(Labeled region records)
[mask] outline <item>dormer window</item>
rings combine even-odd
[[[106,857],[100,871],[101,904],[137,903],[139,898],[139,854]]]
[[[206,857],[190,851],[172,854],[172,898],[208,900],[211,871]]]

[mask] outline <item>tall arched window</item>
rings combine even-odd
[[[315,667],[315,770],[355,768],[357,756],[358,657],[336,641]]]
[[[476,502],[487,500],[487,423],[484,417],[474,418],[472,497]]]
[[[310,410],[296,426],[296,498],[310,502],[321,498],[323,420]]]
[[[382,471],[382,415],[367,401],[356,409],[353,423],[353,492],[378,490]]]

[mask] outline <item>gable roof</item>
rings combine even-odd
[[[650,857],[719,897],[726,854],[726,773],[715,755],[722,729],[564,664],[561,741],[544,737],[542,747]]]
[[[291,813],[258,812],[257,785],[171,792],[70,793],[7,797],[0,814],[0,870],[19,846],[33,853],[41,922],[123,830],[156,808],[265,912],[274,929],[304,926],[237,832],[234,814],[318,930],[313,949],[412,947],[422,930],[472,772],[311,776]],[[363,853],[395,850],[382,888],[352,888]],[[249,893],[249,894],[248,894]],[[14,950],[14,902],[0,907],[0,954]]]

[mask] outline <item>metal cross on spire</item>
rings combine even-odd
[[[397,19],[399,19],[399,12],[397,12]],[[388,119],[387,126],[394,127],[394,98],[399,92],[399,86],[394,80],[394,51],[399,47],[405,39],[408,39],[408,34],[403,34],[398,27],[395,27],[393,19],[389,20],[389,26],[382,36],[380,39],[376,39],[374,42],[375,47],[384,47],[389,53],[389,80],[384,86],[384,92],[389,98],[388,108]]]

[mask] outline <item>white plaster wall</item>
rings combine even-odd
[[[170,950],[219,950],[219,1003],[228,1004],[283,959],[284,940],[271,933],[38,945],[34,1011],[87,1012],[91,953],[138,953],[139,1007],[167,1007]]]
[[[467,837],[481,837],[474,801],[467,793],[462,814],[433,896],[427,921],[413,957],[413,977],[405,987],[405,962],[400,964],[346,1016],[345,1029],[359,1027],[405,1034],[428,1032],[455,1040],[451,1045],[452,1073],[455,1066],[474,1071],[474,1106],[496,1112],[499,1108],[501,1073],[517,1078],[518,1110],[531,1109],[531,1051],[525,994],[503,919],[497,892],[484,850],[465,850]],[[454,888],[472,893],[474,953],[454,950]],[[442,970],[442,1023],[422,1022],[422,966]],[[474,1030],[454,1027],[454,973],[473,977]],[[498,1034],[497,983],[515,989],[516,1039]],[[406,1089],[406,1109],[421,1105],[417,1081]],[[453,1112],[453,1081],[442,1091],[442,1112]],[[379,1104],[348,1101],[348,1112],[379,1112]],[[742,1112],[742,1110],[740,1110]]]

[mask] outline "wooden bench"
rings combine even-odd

Objective ▸
Return, word for word, every line from the line with "[mask] outline <item>tall" to the final line of the data.

Answer to the exercise ▸
[mask] outline <item>tall arched window</item>
rings combine even-odd
[[[315,667],[315,770],[355,768],[357,756],[358,657],[336,641]]]
[[[476,502],[487,500],[487,423],[484,417],[474,418],[472,497]]]
[[[310,410],[296,426],[296,498],[310,502],[321,498],[323,420]]]
[[[382,471],[382,415],[367,401],[356,409],[353,423],[353,492],[378,490]]]

[mask] outline <item>gable roof</item>
rings combine even-odd
[[[650,857],[719,897],[726,854],[726,773],[715,755],[722,729],[564,664],[561,741],[544,737],[542,747]]]
[[[291,813],[258,812],[257,785],[171,792],[70,793],[7,797],[0,814],[0,870],[19,846],[33,853],[41,922],[123,830],[156,808],[265,912],[274,929],[304,926],[237,832],[234,814],[318,930],[313,949],[412,947],[422,930],[472,772],[311,776]],[[363,853],[395,850],[382,888],[352,888]],[[249,893],[249,894],[248,894]],[[14,950],[14,902],[0,907],[0,954]]]

[mask] outline <item>metal cross on spire</item>
rings combine even-odd
[[[397,19],[399,19],[399,12],[397,12]],[[388,119],[387,126],[394,127],[394,98],[399,92],[399,86],[394,80],[394,51],[399,47],[405,39],[408,39],[408,34],[403,34],[398,27],[395,27],[393,19],[389,20],[389,26],[382,36],[380,39],[376,39],[374,42],[375,47],[384,47],[389,53],[389,80],[384,86],[384,92],[389,98],[388,108]]]

[mask] outline <item>white plaster wall</item>
rings combine even-odd
[[[170,950],[219,950],[219,1003],[228,1004],[283,959],[284,940],[271,933],[38,945],[34,1011],[87,1012],[91,953],[138,953],[139,1007],[167,1007]]]
[[[467,837],[481,837],[474,801],[467,793],[462,814],[433,896],[427,921],[413,957],[413,977],[405,987],[405,962],[400,964],[346,1016],[345,1029],[359,1027],[405,1034],[428,1032],[455,1040],[451,1045],[452,1073],[455,1066],[474,1071],[474,1106],[496,1112],[499,1108],[501,1073],[517,1078],[518,1110],[531,1109],[531,1051],[525,994],[503,919],[497,892],[484,850],[465,850]],[[454,888],[472,893],[474,953],[454,950]],[[442,970],[442,1023],[422,1022],[422,966]],[[474,1030],[454,1027],[454,973],[473,977]],[[498,1034],[497,983],[515,989],[516,1039]],[[406,1089],[406,1109],[421,1105],[417,1081]],[[453,1112],[453,1081],[442,1091],[442,1112]],[[379,1104],[348,1101],[348,1112],[379,1112]],[[742,1112],[742,1110],[740,1110]]]

[mask] outline "wooden bench"
rings combine even-odd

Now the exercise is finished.